• Written exercise 1:
Using the etcd FAQ below, explain in one to three sentences why etcd in Pigsty can be treated by default as a stateless service.
[start of Selection]
FAQ

Frequently asked questions about Pigsty etcd module

What is etcd’s role in Pigsty?

etcd is a distributed, reliable key-value store for critical system data. Pigsty uses etcd as DCS (Distributed Config Store) service for Patroni, storing PG HA status.

Patroni uses etcd for: cluster failure detection, auto failover, primary-replica switchover, and cluster config management.

etcd is critical for PG HA. etcd’s availability and DR ensured through multiple distributed nodes.


What’s the appropriate etcd cluster size?

If more than half (including exactly half) of etcd instances unavailable, etcd cluster enters unavailable state—refuses service.

Example: 3-node cluster allows max 1 node failure while 2 others continue; 5-node cluster tolerates 2 node failures.

Note: Learner instances don’t count toward members—3-node cluster with 1 learner = 2 actual members, zero fault tolerance.

In prod, use odd number of instances. For prod, recommend 3-node or 5-node for reliability.


Impact of etcd unavailability?

If etcd cluster unavailable, affects PG control plane but not data plane—existing PG clusters continue running, but Patroni management ops fail.

During etcd failure: PG HA can’t auto failover, can’t use patronictl for PG management (config changes, manual failover, etc.).

Ansible playbooks unaffected by etcd failure: create DB, create user, refresh HBA/Service config. During etcd failure, operate PG clusters directly.

Note: Behavior applies to Patroni >=3.0 (Pigsty >=2.0). With older Patroni (<3.0, Pigsty 1.x), etcd/consul failure causes severe global impact:

All PG clusters demote: primaries → replicas, reject writes, etcd failure amplifies to global PG failure. Patroni 3.0 introduced DCS Failsafe—significantly improved.


What data does etcd store?

In Pigsty, etcd is PG HA only—no other config/state data.

PG HA component Patroni auto-generates and manages etcd data. If lost in etcd, Patroni auto-rebuilds.

Thus, by default, etcd in Pigsty = “stateless service”—destroyable and rebuildable, simplifies maintenance.

If using etcd for other purposes (K8s metadata, custom storage), backup etcd data yourself and restore after cluster recovery.
[end of Selection]
[start of Data supplied]
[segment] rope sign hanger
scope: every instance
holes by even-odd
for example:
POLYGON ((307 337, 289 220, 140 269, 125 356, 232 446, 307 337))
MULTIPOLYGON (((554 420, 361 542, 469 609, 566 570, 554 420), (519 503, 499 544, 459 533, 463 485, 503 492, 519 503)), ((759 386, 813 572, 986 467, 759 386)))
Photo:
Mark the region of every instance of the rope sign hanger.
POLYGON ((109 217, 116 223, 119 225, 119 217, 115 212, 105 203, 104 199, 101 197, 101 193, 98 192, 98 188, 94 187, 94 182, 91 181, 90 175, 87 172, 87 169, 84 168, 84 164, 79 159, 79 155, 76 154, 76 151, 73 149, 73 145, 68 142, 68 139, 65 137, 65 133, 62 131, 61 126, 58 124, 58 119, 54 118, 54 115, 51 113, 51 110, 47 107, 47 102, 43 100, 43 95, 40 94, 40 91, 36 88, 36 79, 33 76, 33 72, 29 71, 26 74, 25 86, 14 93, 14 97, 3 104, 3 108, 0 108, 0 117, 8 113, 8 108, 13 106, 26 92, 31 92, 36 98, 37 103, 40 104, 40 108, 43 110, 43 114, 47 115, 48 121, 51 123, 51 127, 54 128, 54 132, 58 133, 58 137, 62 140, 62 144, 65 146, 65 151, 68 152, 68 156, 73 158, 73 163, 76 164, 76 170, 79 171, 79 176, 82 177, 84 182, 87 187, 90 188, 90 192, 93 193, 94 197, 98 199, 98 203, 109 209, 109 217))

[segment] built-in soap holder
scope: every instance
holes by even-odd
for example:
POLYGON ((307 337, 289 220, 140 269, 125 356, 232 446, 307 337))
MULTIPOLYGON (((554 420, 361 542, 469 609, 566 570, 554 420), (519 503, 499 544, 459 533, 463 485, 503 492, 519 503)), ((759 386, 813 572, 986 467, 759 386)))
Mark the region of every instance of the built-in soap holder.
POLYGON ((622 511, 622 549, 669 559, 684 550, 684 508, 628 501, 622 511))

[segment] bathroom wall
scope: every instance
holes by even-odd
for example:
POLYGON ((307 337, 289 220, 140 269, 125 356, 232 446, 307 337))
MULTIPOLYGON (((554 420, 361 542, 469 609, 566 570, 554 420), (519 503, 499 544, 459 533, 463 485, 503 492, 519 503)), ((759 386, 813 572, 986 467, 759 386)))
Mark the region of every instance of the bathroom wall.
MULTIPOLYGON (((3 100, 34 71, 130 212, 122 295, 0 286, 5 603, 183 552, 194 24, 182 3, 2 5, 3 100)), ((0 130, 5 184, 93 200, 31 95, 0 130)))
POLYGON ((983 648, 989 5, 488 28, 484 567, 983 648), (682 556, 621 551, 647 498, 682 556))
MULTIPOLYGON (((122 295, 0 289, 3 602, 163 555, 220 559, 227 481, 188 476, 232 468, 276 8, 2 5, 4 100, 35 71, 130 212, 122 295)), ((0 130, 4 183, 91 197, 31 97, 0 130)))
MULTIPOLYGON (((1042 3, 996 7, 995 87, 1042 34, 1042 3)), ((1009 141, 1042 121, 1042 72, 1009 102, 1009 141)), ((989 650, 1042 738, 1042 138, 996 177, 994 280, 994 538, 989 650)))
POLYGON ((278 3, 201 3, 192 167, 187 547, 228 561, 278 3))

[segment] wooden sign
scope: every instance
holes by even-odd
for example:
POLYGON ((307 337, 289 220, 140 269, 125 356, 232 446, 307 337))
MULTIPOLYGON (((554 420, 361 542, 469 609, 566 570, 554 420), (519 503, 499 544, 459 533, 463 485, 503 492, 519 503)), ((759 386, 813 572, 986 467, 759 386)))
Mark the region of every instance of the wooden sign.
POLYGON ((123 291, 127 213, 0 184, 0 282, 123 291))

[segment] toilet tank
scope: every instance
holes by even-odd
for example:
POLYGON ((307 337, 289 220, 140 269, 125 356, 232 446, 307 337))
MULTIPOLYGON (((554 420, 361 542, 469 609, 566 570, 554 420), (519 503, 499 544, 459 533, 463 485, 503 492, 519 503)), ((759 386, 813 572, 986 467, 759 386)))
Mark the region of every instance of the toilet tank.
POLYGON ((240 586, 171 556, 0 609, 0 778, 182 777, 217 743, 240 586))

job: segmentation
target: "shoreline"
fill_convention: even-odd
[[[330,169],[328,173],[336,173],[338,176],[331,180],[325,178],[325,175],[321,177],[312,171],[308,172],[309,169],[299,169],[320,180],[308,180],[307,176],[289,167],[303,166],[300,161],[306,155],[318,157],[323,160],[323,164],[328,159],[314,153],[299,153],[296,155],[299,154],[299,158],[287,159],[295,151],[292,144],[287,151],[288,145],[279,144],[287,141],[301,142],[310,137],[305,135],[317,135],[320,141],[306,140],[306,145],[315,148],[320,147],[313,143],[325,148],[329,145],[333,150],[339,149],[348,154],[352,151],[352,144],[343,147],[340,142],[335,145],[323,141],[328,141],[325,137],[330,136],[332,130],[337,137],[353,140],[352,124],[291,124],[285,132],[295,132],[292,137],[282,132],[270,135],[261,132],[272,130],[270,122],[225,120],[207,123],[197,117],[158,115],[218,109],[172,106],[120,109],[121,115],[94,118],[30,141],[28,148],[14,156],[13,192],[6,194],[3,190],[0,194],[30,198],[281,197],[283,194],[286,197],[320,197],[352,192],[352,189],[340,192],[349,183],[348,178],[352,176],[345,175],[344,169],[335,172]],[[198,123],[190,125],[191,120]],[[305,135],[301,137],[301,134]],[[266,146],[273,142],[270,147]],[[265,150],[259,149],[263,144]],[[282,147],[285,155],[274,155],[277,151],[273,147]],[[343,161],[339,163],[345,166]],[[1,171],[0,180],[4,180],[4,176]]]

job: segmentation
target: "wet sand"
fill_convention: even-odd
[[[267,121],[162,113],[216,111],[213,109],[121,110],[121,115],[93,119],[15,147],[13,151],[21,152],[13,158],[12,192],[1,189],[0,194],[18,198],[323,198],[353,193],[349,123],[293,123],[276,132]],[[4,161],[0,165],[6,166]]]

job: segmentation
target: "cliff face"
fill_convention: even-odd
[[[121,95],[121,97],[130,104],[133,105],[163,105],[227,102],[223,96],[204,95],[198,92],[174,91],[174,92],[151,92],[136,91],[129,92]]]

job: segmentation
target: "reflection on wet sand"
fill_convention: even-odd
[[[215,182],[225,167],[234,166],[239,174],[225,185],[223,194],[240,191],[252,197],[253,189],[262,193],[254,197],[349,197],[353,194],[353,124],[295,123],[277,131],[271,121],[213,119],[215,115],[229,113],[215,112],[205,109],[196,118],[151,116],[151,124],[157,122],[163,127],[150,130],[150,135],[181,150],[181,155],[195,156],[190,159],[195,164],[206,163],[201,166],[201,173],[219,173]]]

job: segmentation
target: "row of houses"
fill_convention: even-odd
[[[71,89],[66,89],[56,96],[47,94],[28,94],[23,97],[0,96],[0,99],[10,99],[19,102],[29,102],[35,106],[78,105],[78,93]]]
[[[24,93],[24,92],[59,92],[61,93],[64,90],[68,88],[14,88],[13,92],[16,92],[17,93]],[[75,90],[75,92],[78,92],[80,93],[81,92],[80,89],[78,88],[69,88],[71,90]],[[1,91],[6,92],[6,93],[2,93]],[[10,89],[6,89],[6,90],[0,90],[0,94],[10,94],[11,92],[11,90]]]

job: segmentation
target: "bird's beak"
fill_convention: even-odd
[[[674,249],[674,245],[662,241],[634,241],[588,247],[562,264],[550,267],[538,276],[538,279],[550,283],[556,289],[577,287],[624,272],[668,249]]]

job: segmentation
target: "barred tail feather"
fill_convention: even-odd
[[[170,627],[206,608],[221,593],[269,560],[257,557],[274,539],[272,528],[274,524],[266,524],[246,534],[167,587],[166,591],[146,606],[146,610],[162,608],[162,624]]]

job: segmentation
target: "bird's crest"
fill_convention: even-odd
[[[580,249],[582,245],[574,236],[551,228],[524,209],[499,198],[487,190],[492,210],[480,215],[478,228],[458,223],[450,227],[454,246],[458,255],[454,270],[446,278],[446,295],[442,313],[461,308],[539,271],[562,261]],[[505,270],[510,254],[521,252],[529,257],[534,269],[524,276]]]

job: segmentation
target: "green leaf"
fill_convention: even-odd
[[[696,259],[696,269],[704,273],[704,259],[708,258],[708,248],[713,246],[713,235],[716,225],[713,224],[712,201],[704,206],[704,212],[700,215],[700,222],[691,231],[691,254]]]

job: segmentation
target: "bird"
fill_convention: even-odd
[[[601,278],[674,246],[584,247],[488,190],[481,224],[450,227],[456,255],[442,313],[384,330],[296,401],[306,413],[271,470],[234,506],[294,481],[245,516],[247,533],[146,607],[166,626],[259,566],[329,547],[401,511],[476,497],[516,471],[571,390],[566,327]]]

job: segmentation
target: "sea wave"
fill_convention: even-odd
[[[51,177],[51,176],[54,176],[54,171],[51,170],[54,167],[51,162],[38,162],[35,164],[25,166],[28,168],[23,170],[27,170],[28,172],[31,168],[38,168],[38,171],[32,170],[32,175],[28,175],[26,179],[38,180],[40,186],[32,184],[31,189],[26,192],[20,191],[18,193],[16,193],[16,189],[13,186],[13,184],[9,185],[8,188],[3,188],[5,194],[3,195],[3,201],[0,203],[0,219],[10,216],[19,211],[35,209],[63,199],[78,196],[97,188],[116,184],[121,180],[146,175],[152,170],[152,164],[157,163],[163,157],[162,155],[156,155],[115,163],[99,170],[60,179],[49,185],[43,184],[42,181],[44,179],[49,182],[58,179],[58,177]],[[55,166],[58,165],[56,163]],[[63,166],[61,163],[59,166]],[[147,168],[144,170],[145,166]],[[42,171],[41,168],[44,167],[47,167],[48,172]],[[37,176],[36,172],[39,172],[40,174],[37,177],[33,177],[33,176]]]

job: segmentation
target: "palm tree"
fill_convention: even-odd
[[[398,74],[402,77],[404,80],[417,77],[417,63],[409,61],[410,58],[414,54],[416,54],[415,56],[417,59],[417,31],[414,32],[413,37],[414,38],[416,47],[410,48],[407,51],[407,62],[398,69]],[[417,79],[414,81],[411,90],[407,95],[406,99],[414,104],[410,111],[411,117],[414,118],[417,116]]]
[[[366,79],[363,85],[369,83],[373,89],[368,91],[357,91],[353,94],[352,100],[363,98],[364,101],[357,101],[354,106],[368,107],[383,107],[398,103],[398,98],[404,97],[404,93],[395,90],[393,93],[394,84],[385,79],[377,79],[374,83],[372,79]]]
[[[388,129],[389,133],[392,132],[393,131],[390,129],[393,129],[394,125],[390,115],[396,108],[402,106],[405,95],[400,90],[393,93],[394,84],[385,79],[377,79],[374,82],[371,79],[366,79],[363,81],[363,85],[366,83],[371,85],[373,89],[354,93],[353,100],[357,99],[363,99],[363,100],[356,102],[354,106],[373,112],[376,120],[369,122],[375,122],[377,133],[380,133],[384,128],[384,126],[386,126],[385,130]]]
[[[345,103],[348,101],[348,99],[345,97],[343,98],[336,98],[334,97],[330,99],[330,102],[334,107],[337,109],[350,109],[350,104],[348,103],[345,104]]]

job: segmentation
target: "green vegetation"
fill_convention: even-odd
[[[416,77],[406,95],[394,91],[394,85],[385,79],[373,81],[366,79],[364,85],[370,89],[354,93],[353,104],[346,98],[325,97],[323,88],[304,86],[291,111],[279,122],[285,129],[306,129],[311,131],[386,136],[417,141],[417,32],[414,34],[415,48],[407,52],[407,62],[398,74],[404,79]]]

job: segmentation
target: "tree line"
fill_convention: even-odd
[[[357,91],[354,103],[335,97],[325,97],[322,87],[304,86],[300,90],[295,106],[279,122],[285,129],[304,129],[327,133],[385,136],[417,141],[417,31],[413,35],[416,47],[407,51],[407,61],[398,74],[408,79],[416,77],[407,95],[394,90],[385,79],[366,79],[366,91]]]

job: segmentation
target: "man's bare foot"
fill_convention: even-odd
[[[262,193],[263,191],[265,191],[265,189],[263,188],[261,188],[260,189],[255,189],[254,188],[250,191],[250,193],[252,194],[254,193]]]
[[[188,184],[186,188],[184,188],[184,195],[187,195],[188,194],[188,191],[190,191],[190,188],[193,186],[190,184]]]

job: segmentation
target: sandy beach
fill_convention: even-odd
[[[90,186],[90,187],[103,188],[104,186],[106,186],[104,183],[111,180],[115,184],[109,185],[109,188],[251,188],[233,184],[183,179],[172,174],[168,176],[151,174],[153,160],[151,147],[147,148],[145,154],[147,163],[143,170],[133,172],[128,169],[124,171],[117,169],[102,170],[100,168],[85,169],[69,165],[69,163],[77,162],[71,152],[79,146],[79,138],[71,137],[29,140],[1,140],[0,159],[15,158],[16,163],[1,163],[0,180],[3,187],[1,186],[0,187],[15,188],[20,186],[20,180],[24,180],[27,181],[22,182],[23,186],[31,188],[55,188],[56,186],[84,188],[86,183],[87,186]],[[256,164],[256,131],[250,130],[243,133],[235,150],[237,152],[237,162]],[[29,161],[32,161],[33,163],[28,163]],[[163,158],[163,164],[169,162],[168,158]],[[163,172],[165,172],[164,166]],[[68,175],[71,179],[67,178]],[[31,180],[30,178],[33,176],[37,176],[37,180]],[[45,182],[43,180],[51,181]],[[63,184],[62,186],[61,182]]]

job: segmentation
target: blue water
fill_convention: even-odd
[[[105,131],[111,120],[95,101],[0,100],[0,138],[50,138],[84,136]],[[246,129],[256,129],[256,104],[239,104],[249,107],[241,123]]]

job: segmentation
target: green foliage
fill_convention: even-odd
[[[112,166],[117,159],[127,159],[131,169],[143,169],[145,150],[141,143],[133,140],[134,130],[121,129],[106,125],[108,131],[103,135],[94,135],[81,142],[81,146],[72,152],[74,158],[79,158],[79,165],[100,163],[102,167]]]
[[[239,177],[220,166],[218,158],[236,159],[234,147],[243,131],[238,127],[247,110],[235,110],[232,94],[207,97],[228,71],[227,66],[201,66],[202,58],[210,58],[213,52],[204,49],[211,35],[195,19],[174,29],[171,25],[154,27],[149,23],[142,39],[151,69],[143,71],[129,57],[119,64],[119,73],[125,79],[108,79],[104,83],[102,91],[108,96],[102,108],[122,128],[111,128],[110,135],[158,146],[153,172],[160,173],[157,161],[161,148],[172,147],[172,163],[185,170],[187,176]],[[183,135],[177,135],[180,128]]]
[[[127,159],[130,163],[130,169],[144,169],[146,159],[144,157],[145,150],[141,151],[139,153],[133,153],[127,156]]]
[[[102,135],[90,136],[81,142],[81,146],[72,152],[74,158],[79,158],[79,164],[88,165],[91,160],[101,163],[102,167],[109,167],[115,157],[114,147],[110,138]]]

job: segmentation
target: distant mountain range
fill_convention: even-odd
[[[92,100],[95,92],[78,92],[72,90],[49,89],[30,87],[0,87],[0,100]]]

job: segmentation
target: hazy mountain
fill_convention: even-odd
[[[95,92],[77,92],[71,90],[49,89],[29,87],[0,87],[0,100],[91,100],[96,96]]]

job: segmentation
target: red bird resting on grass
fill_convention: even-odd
[end of Data supplied]
• Written exercise 2:
Pull out every line of the rows above that contains the string "soap". Case counts.

• Task output 1:
In Pigsty, etcd holds only PG HA data. Patroni generates and manages that data itself and rebuilds it automatically if it is lost from etcd. As a result, etcd can be destroyed and rebuilt, which simplifies maintenance.

• Task output 2:
[segment] built-in soap holder
Mark the region of every instance of the built-in soap holder.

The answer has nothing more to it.